──────── SUPPLIED TEXT ────────

Sean Egan Argues for Dylan’s Impact with ‘Decade of Dissent – How 1960’s Bob Dylan Changed The World’ (INTERVIEW)

On May 20th, 2025, Jawbone Press will release Decade of Dissent – How 1960’s Bob Dylan Changed The World by longtime author and journalist Sean Egan. Having written and edited dozens of books on the subject of The Rolling Stones, The Small Faces, Punk, the lives of songwriters, and more, Egan has also amassed quite a store of interviews over the years, contributing to Billboard, Rolling Stone, Record Collector, Shindig!, and more. Interviews that Egan conducted a number of years ago on the subject of Bob Dylan’s 1965 album Highway 61 Revisited have always remained in his archive waiting for some wider form of publication, and they eventually became the core of his new book. 

A lifelong fan of Bob Dylan’s work, and with decades of work in music journalism to add to his perspective, Egan has constructed quite a plausible, perhaps even self-evident thesis that Bob Dylan’s tendency to do things “first” in his early career laid down a pattern for our expectations from popular music, and from celebrities today. But as we move further from that time period of the 1960s, it gets harder for us to see just how groundbreaking Dylan was amid all the trends that seem so normal to us now. I spoke with Sean Egan about his lifelong curiosity about Bob Dylan and how the portrait he uncovers for Decade of Dissent might remind us how complex his musical and cultural legacy has been.

────────

■ **EXERCISE TASK A**
In the article on Sean Egan's Dylan book, redo everything from "Sean Egan Argues" down to "his new book.", changing "Highway 61 Revisited" to "Bringing It All Back Home".
■ **EXERCISE TASK B**
Pick up the article on Sean Egan's Dylan book where it ends and keep writing it.

──────── EXCERPTED DATA ────────

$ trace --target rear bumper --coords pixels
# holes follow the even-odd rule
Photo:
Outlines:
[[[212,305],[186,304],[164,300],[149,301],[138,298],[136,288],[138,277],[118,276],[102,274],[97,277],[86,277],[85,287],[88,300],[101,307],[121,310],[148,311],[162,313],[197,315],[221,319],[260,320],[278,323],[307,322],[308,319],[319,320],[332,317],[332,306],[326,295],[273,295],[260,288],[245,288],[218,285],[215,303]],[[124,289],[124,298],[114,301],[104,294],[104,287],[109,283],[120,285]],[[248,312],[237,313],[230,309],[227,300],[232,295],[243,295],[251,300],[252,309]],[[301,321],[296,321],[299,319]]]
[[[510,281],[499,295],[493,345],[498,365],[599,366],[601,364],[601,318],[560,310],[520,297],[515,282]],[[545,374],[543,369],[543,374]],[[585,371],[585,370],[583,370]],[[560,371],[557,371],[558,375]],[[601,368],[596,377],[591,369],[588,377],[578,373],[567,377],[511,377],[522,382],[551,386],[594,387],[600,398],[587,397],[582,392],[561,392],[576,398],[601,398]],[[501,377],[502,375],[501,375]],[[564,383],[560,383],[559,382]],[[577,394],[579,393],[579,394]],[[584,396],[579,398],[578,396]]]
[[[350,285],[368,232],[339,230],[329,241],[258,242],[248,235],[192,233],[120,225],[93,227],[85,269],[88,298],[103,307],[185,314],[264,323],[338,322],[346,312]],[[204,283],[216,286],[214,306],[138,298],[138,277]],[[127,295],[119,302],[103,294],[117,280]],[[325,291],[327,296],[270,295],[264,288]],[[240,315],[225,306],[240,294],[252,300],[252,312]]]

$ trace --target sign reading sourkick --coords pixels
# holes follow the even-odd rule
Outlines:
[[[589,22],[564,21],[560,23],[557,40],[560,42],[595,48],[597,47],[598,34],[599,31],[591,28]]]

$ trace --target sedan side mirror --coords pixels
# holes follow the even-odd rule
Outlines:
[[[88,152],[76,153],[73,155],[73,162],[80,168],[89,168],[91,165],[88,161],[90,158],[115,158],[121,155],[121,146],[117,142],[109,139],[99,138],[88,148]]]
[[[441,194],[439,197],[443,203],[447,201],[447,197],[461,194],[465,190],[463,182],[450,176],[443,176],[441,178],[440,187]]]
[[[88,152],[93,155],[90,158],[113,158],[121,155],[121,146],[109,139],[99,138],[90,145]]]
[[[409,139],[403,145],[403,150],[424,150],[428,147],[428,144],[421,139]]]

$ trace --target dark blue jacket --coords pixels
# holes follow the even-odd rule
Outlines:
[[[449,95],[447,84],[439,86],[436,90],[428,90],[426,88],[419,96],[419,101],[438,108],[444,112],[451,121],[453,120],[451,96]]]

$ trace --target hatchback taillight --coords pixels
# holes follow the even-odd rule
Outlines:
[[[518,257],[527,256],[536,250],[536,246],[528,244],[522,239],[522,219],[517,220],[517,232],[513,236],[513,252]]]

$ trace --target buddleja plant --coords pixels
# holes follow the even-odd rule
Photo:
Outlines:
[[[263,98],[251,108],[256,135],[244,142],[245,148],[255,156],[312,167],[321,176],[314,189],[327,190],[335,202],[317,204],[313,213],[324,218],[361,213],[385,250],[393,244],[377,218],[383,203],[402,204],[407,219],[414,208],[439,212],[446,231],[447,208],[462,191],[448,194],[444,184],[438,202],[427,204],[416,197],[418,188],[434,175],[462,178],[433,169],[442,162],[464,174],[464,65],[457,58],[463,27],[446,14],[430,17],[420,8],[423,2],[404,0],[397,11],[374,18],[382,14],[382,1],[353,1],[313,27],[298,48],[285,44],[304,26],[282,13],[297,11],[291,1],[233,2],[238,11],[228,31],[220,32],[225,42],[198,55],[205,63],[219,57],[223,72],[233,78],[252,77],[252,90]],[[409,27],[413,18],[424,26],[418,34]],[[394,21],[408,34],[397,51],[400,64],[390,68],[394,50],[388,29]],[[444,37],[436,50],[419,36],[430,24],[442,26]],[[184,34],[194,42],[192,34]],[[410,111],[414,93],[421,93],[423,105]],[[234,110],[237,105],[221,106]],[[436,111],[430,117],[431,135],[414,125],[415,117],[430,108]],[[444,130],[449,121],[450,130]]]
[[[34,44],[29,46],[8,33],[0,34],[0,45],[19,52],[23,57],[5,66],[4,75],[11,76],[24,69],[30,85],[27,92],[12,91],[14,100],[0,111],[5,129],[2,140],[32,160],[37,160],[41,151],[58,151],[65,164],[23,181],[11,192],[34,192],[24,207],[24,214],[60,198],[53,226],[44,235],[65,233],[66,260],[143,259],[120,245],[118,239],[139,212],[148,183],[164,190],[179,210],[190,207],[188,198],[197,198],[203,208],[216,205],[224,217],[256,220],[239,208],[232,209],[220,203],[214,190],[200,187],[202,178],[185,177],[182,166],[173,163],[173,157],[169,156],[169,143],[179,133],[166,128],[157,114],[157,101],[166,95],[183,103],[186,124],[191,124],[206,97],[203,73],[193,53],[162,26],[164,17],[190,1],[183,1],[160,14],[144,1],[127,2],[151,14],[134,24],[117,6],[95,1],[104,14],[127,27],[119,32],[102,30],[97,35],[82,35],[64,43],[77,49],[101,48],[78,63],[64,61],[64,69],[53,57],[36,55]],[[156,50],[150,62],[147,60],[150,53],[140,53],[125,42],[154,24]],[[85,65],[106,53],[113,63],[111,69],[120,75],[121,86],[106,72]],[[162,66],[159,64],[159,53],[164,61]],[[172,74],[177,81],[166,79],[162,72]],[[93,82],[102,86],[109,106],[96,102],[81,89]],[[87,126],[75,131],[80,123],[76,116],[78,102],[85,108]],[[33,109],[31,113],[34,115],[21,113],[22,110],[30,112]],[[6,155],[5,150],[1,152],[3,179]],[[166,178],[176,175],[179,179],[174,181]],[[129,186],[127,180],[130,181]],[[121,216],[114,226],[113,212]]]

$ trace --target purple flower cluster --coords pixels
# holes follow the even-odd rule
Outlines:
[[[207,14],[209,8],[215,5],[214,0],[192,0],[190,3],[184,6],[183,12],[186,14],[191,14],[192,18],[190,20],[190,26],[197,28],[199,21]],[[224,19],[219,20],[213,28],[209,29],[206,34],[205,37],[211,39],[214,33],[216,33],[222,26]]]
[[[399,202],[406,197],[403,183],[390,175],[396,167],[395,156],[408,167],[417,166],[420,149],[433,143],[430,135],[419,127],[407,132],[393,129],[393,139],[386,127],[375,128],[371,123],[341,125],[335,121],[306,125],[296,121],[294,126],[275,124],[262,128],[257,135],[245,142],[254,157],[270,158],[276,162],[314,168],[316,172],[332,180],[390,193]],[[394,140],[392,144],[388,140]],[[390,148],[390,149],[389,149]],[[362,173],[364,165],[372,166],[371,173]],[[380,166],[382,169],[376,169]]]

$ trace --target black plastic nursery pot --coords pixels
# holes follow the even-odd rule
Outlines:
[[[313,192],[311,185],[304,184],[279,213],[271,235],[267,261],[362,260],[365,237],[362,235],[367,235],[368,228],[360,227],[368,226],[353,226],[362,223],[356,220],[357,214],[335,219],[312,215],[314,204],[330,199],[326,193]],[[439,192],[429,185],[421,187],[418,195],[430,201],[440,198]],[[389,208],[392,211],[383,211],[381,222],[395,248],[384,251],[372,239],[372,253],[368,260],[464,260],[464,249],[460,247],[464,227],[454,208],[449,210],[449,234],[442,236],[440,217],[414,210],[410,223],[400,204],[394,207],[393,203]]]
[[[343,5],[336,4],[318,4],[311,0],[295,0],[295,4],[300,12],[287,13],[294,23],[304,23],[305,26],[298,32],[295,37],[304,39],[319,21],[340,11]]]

────────

■ **EXPECTED ANSWER A**
Sean Egan Argues for Dylan’s Impact with ‘Decade of Dissent – How 1960’s Bob Dylan Changed The World’ (INTERVIEW)

On May 20th, 2025, Jawbone Press will release Decade of Dissent – How 1960’s Bob Dylan Changed The World by longtime author and journalist Sean Egan. Having written and edited dozens of books on the subject of The Rolling Stones, The Small Faces, Punk, the lives of songwriters, and more, Egan has also amassed quite a store of interviews over the years, contributing to Billboard, Rolling Stone, Record Collector, Shindig!, and more. Interviews that Egan conducted a number of years ago on the subject of Bob Dylan’s 1965 album Bringing It All Back Home have always remained in his archive waiting for some wider form of publication, and they eventually became the core of his new book.

■ **EXPECTED ANSWER B**
I think a phenomenon we witness is how stories about prominent musicians, like Bob Dylan, get retold over and over and change through time. For that reason, I really appreciated your book, because it takes us back and takes a closer look at his persona in the 60s. 

Peoples’ memories are fragmenting, too, of course, as time passes. Sometimes a journalist might be better informed, simply because he’s done the research recently, than the people who actually lived through the experience. 

Does your interest in writing about Dylan go back to interviews that you did as a journalist?

I got into Dylan back in the early 80s. I was interested as a fan, first of all. I wasn’t interested in 80s music at all. I was interested in 60s music. I think I was 16 when I first heard Highway 61 Revisited. At that age, you haven’t heard many albums. 40 years later, I’m still of the opinion that it’s the greatest album ever made, and there’s been a lot of albums released in the interim. That was when I first got into Dylan. Then I grew up, and became a journalist, and had the vast privilege of being able to write about Dylan and get paid for the privilege. 

When did you become aware of the whole Folk vs. electric drama with Dylan? Were you aware of that as a teenager?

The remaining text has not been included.